本日の図書館で

 連休明けであります。当方の住むまちの市立図書館は、指定管理者が運営

していまして、休館日がえらく少ないのです。運営しているのはTRCであります

が、もうすこし休んでもいいのではないかと思うくらいです。他の市の施設は、

祝日は開館して、その翌日は振替で休館しているのですが、図書館は指定管

理者の意地で開けているようなところがありです。働いているスタッフは消耗す

るでありましょうね。本日に開館しているのは、あまり知られていなくて、本日は

いつもより利用者はぐんとすくないはずです。

 本日に図書館に足を運んだのは、先日に借りた本の冒頭で言及されていた

シュテファン・ツヴァイクの「書痴メンデル」を読んでみようと思ってです。この

小説はどこに収録されているのかと思いましたら、かってみすず書房からでて

いた「ツヴァイク全集 3 目に見えない コレクション」に入っているのが

わかりました。この全集は図書館にありますので、それじゃまずはこれを読んで

みようと思って借りにいったわけです。 

 1974年でありますので、これは当方が就職した年にでたのでありますね。

作業一覧:
1. 図書館の記事の「シュテファン・ツヴァイクの「書痴メンデル」を読んでみようと思ってです。この」から「1974年でありますので、これは当方が就職した年にでたのでありますね。」までを、一字も変えずに書き写してください。
2. 連休明けに図書館を訪れた日の記事を、最後の文の後から書き継いでください。

提供資料:
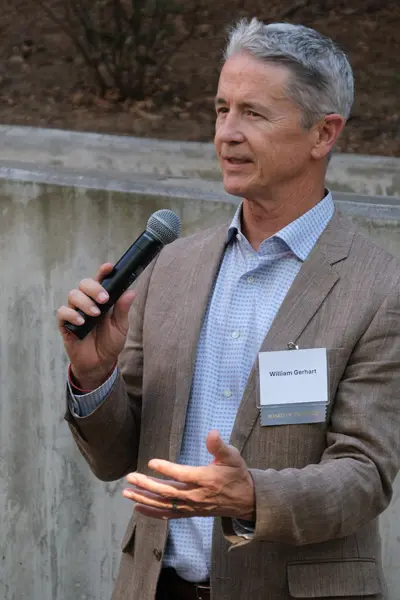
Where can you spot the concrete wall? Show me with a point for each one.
==
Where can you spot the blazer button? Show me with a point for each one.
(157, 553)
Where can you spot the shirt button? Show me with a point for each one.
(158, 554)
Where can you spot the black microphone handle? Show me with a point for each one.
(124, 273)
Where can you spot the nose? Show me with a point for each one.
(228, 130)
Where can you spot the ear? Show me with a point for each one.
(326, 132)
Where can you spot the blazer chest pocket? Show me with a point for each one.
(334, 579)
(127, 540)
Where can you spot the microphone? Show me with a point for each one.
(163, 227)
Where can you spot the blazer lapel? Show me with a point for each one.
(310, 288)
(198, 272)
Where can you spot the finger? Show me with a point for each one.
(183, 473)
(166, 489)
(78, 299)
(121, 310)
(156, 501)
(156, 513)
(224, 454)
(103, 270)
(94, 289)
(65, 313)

各作業の出力:
1.
シュテファン・ツヴァイクの「書痴メンデル」を読んでみようと思ってです。この

小説はどこに収録されているのかと思いましたら、かってみすず書房からでて

いた「ツヴァイク全集 3 目に見えない コレクション」に入っているのが

わかりました。この全集は図書館にありますので、それじゃまずはこれを読んで

みようと思って借りにいったわけです。 

 1974年でありますので、これは当方が就職した年にでたのでありますね。

2.
この全集の何冊かは購入したのですが、これはまったくマークしていませんで

した。手にしてみましたら、えらい活字(この時代でありますので、文字通り活

字を使って印刷されたもの)が小さくて、かっての文庫本に使われていたよう

な活字が、新書判ほどの大きさのページにぎっしりとつめ込まれています。

思わず、腰がひけてしまったこと。 

 この本を手にしてから、なにか新刊のところに面白そうなものはないかなと

思ってみましたら、こんなのがありました。

私のイラストレーション史

私のイラストレーション史

 

 へえー亜紀書房から南伸坊さんの新刊か。亜紀書房のページに連載した

ものが一冊になったとあって、70年代の亜紀書房のイメージしかない当方は

ちょっと驚き。

 南さんが中学2年の時に魅せられた和田誠さんへの感謝を一冊にしたもの

ですが、その感謝を記するのに、イラストレーション自分史という形をとっていま

す。

 あとがきから引用しますと、次のようになりです。

「試験に落ちつづけなかったら、木村さんにも赤瀬川さんにも出会わなかった

のだし、長井さんにもつげさんにも出会わなかっただけでなく、水木さんにも、

澁澤さんにも種村季弘先生にも松山俊太郎先生にも、巌谷國士先生にも会え

なかったのだった。

 私は横道にそれてそれて、結果、最短距離でいまの自分のところに来てい

た。」

 高校の受験に失敗し、その後に入学した工芸高校を卒業して東京芸大

落ち続けて、その時に受け入れてくれたのが「美学校」であったのですが、

ここに入ったことで、その後の南さんにつながっていくわけです。

 災い転じて福というか、万が一順調に東京芸大に入っていましたら、今の

南伸坊さんはなかったろうなと思わせる書きっぷりになっています。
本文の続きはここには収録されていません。